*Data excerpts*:
************
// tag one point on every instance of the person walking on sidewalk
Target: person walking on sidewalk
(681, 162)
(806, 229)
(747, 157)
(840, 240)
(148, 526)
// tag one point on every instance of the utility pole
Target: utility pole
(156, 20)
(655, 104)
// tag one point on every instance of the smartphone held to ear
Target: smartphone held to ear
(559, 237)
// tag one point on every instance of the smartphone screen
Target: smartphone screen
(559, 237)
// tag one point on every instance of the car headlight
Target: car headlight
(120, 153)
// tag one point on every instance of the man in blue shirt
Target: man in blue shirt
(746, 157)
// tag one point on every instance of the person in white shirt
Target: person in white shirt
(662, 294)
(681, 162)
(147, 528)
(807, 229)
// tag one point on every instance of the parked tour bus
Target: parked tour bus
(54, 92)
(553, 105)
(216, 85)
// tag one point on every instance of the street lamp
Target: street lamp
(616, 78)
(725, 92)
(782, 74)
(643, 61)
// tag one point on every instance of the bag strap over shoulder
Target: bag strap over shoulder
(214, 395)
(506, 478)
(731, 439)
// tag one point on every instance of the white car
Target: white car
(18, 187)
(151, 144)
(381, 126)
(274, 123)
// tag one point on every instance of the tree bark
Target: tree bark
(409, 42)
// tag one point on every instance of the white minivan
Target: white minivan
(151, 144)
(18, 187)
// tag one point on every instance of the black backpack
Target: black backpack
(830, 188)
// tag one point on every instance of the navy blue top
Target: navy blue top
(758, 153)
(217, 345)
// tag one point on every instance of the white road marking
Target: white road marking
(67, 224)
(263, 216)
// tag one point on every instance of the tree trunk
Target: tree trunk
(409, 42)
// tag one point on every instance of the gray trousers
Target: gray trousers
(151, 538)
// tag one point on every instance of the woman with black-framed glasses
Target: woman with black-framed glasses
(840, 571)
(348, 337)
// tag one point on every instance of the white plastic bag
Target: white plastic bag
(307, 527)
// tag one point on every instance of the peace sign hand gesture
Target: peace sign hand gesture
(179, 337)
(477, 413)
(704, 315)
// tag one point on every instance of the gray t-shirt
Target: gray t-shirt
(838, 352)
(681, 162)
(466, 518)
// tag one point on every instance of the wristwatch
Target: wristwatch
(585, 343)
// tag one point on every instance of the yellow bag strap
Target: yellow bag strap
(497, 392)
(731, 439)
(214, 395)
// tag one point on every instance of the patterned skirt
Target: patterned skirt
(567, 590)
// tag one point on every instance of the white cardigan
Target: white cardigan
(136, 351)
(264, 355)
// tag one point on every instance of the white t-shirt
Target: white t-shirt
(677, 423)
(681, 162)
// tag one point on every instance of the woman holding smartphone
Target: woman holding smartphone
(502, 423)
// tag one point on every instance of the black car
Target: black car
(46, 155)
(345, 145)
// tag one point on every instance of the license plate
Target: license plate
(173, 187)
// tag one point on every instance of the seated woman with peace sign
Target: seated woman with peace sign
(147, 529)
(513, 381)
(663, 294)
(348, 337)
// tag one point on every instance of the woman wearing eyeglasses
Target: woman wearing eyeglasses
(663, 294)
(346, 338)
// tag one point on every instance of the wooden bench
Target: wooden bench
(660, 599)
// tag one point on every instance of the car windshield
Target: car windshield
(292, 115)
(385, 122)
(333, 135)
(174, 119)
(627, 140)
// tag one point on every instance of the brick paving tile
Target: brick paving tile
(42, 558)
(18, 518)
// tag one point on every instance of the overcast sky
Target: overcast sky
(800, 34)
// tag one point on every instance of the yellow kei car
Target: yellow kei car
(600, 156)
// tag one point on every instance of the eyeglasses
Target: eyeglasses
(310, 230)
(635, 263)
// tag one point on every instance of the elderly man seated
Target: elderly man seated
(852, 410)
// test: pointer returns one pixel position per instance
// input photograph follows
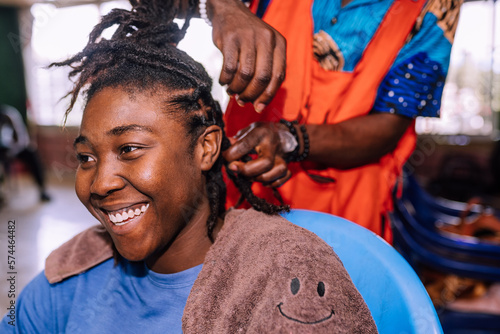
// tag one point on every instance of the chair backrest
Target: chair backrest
(393, 292)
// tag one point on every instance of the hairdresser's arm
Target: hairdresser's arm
(254, 53)
(352, 143)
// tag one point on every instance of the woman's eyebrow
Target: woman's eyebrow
(119, 130)
(80, 140)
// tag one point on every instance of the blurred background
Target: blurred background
(457, 159)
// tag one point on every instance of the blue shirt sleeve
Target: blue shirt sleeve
(414, 85)
(33, 310)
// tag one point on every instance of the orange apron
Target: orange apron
(312, 95)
************
*WHAT THE TASK REQUIRES*:
Only one stretch of the entries above is wanted: the lines from the one containing "Target: parked tour bus" through the one containing "the white road marking". Please reproduce it exactly.

*SOLUTION FOR THIS EXERCISE*:
Target: parked tour bus
(54, 92)
(553, 105)
(216, 85)
// tag one point on every instance of the street lamp
Target: street lamp
(616, 78)
(725, 92)
(782, 74)
(643, 61)
// tag one point on every instance of the bag strap over shoulder
Target: bag strap over shoulder
(214, 395)
(506, 478)
(731, 439)
// tag one point on every instance of the white car
Target: white car
(18, 187)
(151, 144)
(381, 126)
(274, 123)
// tag one point on every instance of the tree bark
Target: tree bark
(409, 42)
// tag one point on every instance of the white minivan
Target: white minivan
(151, 144)
(18, 187)
// tag one point on every instance of the black backpack
Target: black backpack
(830, 188)
// tag one point on every instance of the navy blue top
Target: navy blue top
(758, 153)
(217, 345)
// tag one point on every instance of the white road marking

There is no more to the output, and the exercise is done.